● AIM OF THE TASK
Can you write these lines out again, requests and all, starting at the first line and ending at the line that contains "[(10, 106)]", both included, and raise every point coordinate in the answers by 84? Leave the pictures out.

-- begin --

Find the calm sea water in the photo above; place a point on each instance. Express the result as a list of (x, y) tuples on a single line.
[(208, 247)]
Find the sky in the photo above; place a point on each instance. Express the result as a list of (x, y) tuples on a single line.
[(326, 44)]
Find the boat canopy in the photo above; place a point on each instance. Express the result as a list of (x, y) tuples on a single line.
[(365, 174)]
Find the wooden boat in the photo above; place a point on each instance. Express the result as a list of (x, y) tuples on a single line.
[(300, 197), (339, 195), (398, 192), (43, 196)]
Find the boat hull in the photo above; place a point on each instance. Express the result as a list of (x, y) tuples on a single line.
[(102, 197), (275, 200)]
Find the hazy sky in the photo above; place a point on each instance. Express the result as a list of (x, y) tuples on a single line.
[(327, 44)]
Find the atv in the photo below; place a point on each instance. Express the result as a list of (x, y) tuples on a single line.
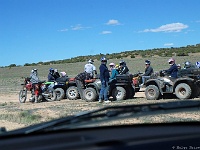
[(120, 89), (186, 86)]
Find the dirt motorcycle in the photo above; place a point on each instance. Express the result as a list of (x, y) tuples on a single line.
[(39, 91)]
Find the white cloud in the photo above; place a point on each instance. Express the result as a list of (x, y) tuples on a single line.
[(106, 32), (113, 22), (63, 30), (78, 27), (173, 27), (168, 44)]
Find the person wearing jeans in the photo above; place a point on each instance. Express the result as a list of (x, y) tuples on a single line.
[(104, 77)]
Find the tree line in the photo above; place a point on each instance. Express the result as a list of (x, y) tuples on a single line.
[(162, 52)]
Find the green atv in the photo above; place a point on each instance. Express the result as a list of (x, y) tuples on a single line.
[(186, 86)]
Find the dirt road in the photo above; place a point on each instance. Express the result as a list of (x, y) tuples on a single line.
[(10, 106)]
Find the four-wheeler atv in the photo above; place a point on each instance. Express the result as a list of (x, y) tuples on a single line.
[(43, 90), (120, 89), (186, 86)]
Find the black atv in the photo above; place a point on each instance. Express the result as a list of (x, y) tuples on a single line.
[(120, 89), (186, 86)]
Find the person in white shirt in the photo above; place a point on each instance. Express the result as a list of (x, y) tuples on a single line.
[(90, 68)]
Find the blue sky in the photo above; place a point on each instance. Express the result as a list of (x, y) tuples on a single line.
[(43, 30)]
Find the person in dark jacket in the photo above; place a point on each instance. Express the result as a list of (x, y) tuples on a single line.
[(104, 77), (123, 67), (34, 79), (80, 82), (51, 77), (63, 78), (148, 71), (173, 70), (56, 74)]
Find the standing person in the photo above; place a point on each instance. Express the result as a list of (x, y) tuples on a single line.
[(80, 82), (123, 68), (104, 77), (51, 77), (90, 68), (63, 78), (114, 72), (148, 71), (34, 79), (173, 70), (56, 74)]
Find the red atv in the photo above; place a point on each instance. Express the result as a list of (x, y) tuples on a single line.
[(38, 91)]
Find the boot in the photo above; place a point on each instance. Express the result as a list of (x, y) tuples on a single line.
[(36, 99)]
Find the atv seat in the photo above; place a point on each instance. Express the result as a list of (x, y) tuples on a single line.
[(90, 80)]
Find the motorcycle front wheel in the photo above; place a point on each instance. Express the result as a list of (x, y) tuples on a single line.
[(50, 95)]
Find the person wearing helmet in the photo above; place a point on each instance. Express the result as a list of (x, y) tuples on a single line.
[(173, 70), (90, 68), (63, 78), (104, 77), (114, 72), (123, 68), (34, 79), (148, 71), (188, 65), (80, 83), (51, 77), (112, 66), (198, 64), (56, 74)]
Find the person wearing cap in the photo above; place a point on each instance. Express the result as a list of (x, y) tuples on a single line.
[(56, 74), (51, 77), (104, 77), (90, 68), (123, 67), (34, 79), (173, 70), (148, 71), (63, 78), (114, 72)]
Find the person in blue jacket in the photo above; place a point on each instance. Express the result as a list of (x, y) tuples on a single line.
[(104, 77), (173, 70)]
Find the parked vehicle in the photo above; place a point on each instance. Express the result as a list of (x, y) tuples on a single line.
[(186, 86), (120, 89), (137, 80), (43, 90)]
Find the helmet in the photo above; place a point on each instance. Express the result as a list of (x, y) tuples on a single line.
[(111, 64), (34, 70), (90, 61), (103, 59), (171, 61), (63, 73), (187, 64), (51, 70), (122, 62), (198, 64), (117, 66), (147, 62)]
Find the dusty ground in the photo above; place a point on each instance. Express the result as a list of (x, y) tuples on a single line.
[(9, 103), (10, 106)]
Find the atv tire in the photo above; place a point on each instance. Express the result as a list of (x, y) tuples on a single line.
[(52, 96), (119, 93), (72, 93), (152, 92), (22, 96), (60, 93), (183, 91), (90, 94)]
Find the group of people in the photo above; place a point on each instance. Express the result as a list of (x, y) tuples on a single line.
[(107, 75)]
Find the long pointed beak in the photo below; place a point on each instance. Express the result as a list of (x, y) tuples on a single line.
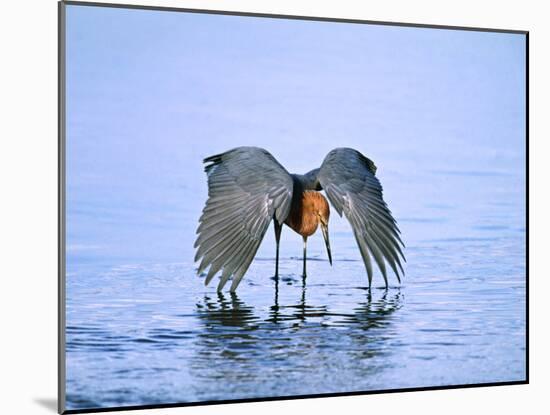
[(324, 228)]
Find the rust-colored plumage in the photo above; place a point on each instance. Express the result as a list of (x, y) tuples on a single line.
[(307, 212)]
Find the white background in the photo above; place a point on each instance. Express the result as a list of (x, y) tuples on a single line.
[(28, 185)]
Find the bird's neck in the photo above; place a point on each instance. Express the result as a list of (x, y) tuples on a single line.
[(308, 181)]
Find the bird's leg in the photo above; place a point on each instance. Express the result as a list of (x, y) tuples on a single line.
[(278, 229), (304, 275)]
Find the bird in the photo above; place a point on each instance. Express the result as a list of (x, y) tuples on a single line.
[(248, 188)]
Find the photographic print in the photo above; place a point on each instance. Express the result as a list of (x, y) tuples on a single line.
[(264, 207)]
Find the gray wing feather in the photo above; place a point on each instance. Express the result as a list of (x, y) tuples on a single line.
[(247, 187), (349, 181)]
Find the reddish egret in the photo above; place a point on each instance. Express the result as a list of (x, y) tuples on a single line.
[(248, 187)]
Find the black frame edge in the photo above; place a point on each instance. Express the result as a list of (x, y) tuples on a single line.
[(291, 17), (61, 363)]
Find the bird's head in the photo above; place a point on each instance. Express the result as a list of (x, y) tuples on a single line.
[(322, 210)]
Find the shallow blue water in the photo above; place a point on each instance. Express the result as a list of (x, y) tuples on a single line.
[(441, 113), (144, 333)]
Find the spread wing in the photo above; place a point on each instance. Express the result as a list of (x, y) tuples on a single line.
[(247, 187), (349, 181)]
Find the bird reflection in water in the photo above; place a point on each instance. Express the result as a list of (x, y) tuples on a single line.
[(246, 346)]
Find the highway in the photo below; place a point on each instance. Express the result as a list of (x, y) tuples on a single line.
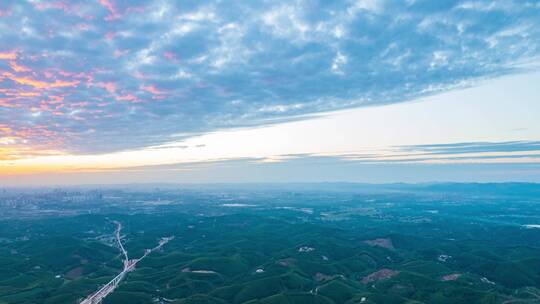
[(129, 265)]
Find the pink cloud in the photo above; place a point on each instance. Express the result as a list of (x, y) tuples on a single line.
[(18, 68), (8, 55), (152, 89), (129, 97), (38, 83), (109, 86), (110, 35)]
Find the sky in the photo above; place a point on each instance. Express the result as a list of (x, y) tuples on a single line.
[(115, 91)]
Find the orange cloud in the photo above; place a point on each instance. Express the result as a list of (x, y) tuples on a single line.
[(40, 84), (18, 68), (8, 56), (109, 86)]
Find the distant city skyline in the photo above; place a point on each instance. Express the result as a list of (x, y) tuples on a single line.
[(125, 92)]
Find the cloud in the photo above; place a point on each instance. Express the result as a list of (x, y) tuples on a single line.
[(138, 72)]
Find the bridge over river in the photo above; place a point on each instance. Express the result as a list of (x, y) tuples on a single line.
[(129, 265)]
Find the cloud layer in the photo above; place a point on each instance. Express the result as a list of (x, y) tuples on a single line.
[(108, 75)]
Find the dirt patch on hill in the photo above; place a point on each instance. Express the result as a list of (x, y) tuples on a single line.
[(384, 243), (451, 277), (380, 275)]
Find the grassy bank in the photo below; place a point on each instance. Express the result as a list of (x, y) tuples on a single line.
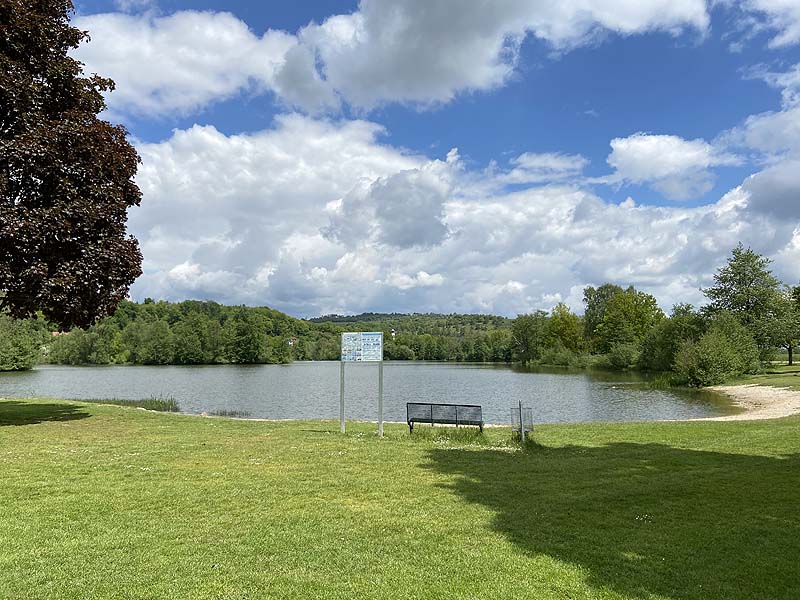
[(108, 502)]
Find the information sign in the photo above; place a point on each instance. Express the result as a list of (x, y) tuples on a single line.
[(362, 346)]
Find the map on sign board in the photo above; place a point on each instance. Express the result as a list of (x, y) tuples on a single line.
[(362, 346)]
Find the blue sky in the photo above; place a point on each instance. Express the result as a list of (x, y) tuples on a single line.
[(302, 155)]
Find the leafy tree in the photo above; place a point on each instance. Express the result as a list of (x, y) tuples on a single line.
[(596, 301), (529, 336), (19, 344), (726, 350), (188, 342), (787, 321), (565, 328), (623, 355), (627, 319), (245, 342), (745, 287), (748, 290), (66, 176), (663, 341)]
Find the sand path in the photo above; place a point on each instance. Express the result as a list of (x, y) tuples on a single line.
[(759, 402)]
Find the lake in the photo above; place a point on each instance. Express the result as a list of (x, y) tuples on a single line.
[(310, 390)]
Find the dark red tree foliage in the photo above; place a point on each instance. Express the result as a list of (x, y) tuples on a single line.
[(66, 176)]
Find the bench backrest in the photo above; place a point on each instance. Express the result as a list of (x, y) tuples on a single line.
[(419, 411)]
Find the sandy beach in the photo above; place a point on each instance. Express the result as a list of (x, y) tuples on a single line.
[(759, 402)]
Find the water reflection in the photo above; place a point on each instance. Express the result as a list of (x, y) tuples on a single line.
[(310, 390)]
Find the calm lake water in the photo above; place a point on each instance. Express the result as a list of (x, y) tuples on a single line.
[(310, 390)]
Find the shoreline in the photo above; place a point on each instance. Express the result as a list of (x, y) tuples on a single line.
[(757, 402)]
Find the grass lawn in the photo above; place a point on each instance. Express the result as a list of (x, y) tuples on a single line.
[(777, 376), (107, 502)]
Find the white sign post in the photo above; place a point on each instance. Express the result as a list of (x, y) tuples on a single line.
[(362, 346)]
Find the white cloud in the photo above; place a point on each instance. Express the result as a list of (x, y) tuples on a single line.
[(545, 167), (677, 168), (424, 52), (414, 51), (782, 17), (241, 219), (180, 63)]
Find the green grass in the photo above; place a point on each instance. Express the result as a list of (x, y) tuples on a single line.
[(157, 403), (776, 376), (100, 501)]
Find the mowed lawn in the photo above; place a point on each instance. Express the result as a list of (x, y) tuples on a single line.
[(106, 502)]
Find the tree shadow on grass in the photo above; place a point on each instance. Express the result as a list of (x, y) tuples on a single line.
[(17, 412), (645, 519)]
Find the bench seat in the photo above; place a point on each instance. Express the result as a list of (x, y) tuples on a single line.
[(444, 414)]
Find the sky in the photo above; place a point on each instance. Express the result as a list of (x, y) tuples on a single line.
[(452, 155)]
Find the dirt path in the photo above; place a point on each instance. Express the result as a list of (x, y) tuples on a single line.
[(759, 402)]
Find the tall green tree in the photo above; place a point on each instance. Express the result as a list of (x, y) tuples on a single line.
[(746, 288), (19, 344), (595, 301), (529, 336), (565, 328), (66, 176), (787, 321), (627, 319)]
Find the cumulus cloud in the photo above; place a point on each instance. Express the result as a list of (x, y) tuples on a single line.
[(412, 51), (781, 17), (677, 168), (402, 210), (182, 62), (544, 167), (265, 218)]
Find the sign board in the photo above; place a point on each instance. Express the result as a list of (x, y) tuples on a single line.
[(363, 346)]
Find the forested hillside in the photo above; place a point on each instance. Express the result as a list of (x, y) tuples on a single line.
[(750, 315), (194, 332)]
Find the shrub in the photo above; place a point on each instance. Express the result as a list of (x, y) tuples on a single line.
[(623, 356), (19, 345), (725, 351)]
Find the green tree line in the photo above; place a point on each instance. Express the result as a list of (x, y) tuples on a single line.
[(750, 315)]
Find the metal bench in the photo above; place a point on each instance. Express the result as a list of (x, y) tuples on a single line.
[(444, 414)]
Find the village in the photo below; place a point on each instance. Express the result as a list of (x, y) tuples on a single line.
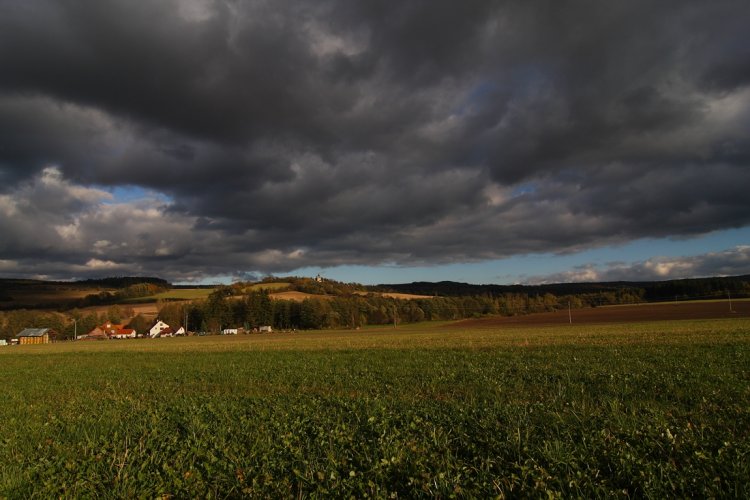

-- end --

● EXPECTED OUTPUT
Find the calm sea water in the photo above; place a point on each instance. Express the result as a list of (x, y) tuples on a single line.
[(292, 331)]
Find the sky in the photo above; place a point on each instance. Express the result as a list of (x, y) tuples on a single line.
[(410, 128)]
Find the boat canopy in the photo above; place a point on each instance. Express the result as a list of (x, y) tuples on a single line.
[(449, 258)]
Find the wooden boat in the photo above; place a point on each instance. Express the result as a list of (x, y) tuples on a single line.
[(384, 281), (423, 279), (482, 276), (127, 280)]
Find the boat hull in the photo above; place a point on each instance. Express the result as a list of (x, y) tuples on a single line.
[(186, 281), (359, 284)]
Find the hazy sky in the photo above; place a point on each instance. Express the result as a list of (x, y) tuples on a single line.
[(411, 128)]
Find the atv in the photo below; place a point on each instance. Express the result as a list of (x, y) tuples on a single line.
[(204, 173), (270, 170)]
Find the dirt motorcycle in the photo above; place a point on each instance. Express the result as a list of (x, y) tuples on a single line.
[(123, 175)]
Find the white cloud in the photo above; place a point on each instance. Express the result as a list of (x, y) tuples on a single line.
[(190, 116), (197, 106), (147, 114), (162, 111), (257, 111), (252, 128)]
Find the person wearing jeans in the photo above; place a point on each instance. Express the result as a list of (x, y) tuples on a single line.
[(188, 161)]
Find the tree line in the photo above; place a point on each instance. Express the result as a list of (x, y) tuples on a single line.
[(246, 136)]
Find the green atv in the photo above; place a point on each instance. Express the result as a list of (x, y) tuples on a single line.
[(270, 170)]
Find the dirt road in the photo above; place a point on each instance. Express the result as a list of (x, y) tuples on a single line.
[(94, 190)]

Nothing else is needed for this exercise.